> [TEXT PASSAGE]
[Start of Attachment]
Americans fear developing Alzheimer’s disease more than any other major life-threatening disease, including cancer, stroke, heart disease and diabetes, according to a poll from Home Instead Senior Care.
“The survey confirmed what our franchise owners had been hearing from their clients and their families—the majority of Americans feel unprepared to care for a loved one diagnosed with Alzheimer’s,” says Jeff Huber, president and chief operating officer of Home Instead Inc. “The need for support and education for these families is critical.”
The majority of Americans (44 percent) are more scared about developing Alzheimer’s than cancer (33 percent). And it’s not just about having the disease themselves. When asked if it would be harder to receive an Alzheimer’s diagnosis or care for someone with the disease, Americans remain split equally down the middle.
[End of Attachment]
> [SUPPLIED INFORMATION]
[Start of Attachment]
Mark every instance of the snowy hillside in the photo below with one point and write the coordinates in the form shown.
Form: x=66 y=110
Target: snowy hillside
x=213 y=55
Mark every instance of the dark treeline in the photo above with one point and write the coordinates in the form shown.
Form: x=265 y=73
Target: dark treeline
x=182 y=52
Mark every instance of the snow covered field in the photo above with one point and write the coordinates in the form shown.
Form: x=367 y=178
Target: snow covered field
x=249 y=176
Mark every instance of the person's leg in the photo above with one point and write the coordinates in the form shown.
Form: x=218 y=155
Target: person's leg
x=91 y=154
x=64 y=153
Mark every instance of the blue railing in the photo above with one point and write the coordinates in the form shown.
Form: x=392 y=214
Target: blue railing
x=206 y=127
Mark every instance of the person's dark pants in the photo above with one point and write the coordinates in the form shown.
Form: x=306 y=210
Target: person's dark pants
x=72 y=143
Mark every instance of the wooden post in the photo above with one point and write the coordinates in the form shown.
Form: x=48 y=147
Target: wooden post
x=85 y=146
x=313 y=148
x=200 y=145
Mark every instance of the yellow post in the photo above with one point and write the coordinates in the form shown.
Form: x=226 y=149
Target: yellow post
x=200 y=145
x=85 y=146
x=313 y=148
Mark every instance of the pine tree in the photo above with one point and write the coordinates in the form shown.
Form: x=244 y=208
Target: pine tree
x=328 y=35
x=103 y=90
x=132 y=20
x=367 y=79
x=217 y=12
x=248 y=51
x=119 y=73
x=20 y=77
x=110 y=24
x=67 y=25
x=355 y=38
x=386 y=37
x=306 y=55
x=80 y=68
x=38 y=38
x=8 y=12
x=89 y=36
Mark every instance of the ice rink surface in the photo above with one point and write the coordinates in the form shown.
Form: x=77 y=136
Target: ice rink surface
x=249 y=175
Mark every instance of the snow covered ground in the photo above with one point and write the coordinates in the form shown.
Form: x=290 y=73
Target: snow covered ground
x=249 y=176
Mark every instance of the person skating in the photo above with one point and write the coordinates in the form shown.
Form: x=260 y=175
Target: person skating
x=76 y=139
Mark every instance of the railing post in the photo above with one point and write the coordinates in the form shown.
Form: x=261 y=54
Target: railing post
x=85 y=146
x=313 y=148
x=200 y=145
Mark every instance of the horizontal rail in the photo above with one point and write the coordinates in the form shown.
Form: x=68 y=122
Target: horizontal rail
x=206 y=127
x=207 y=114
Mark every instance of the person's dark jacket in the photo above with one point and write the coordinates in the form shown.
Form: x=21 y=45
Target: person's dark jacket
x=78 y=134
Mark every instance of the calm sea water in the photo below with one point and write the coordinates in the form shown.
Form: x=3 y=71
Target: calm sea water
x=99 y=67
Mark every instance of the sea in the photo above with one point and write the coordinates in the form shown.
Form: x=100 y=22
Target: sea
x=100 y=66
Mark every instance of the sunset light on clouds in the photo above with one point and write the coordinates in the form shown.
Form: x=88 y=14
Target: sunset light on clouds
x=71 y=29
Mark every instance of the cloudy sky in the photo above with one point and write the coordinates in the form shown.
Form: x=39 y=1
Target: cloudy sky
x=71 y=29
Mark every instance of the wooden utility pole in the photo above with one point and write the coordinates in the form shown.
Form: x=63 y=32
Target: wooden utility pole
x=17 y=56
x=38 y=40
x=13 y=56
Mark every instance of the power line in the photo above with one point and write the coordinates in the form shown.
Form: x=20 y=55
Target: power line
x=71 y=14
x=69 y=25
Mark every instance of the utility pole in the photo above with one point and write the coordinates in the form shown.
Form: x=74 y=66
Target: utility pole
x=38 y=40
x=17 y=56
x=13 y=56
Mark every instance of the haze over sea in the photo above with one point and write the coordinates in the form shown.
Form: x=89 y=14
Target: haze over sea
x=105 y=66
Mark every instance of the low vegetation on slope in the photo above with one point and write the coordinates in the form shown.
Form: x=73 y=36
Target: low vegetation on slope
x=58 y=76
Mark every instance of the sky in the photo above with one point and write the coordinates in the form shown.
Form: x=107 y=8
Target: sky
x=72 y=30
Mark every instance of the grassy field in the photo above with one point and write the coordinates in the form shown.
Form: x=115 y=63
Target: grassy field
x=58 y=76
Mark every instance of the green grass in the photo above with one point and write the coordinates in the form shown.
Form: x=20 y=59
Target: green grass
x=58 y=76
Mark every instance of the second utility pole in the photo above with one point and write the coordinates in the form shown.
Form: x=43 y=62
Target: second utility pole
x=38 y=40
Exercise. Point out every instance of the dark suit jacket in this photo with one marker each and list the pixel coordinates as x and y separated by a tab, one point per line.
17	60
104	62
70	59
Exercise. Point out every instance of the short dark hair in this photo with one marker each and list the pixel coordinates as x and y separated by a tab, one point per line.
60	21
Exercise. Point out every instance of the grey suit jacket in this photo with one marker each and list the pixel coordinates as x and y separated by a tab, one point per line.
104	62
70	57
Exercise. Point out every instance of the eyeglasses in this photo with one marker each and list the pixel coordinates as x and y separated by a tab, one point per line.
[End of Attachment]
> [TO DO]
**1.** In the Alzheimer's poll text, swap "survey" for "study" and give everything from "Americans fear developing" down to "down the middle.".
**2.** Write the next part of the Alzheimer's poll text, starting after its last sentence.
The material has nothing to do with the Alzheimer's poll text.

> [RESPONSES BY ITEM NUMBER]
**1.**
Americans fear developing Alzheimer’s disease more than any other major life-threatening disease, including cancer, stroke, heart disease and diabetes, according to a poll from Home Instead Senior Care.
“The study confirmed what our franchise owners had been hearing from their clients and their families—the majority of Americans feel unprepared to care for a loved one diagnosed with Alzheimer’s,” says Jeff Huber, president and chief operating officer of Home Instead Inc. “The need for support and education for these families is critical.”
The majority of Americans (44 percent) are more scared about developing Alzheimer’s than cancer (33 percent). And it’s not just about having the disease themselves. When asked if it would be harder to receive an Alzheimer’s diagnosis or care for someone with the disease, Americans remain split equally down the middle.

**2.**
Nearly two-thirds of Americans (63 percent) have had a personal experience with someone with Alzheimer’s and/or a serious memory loss problem. Most (61 percent) feel unprepared to care for a loved one diagnosed with the disease. If diagnosed with the disease, Americans most fear the inability to care for oneself and burdening others (68 percent); followed by losing memory of life and loved ones (32 percent).
More than other generations, a majority of Americans over 65 years of age (56 percent) fear an Alzheimer’s diagnosis.